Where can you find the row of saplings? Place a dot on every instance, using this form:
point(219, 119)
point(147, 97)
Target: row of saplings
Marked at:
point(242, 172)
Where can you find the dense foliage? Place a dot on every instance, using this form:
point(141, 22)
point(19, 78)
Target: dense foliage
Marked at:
━━━━━━━━━━━━━━━━
• **YOUR OBJECTIVE**
Return the data above verbatim, reproducing every line in its original order without any alteration.

• **RESULT OF THIS TASK**
Where can you find the row of saplings? Place a dot on every instance, using this form:
point(219, 119)
point(147, 97)
Target: row of saplings
Marked at:
point(242, 172)
Where can you find the dense foliage? Place a dot on every instance, using this form:
point(141, 22)
point(19, 78)
Target: dense foliage
Marked at:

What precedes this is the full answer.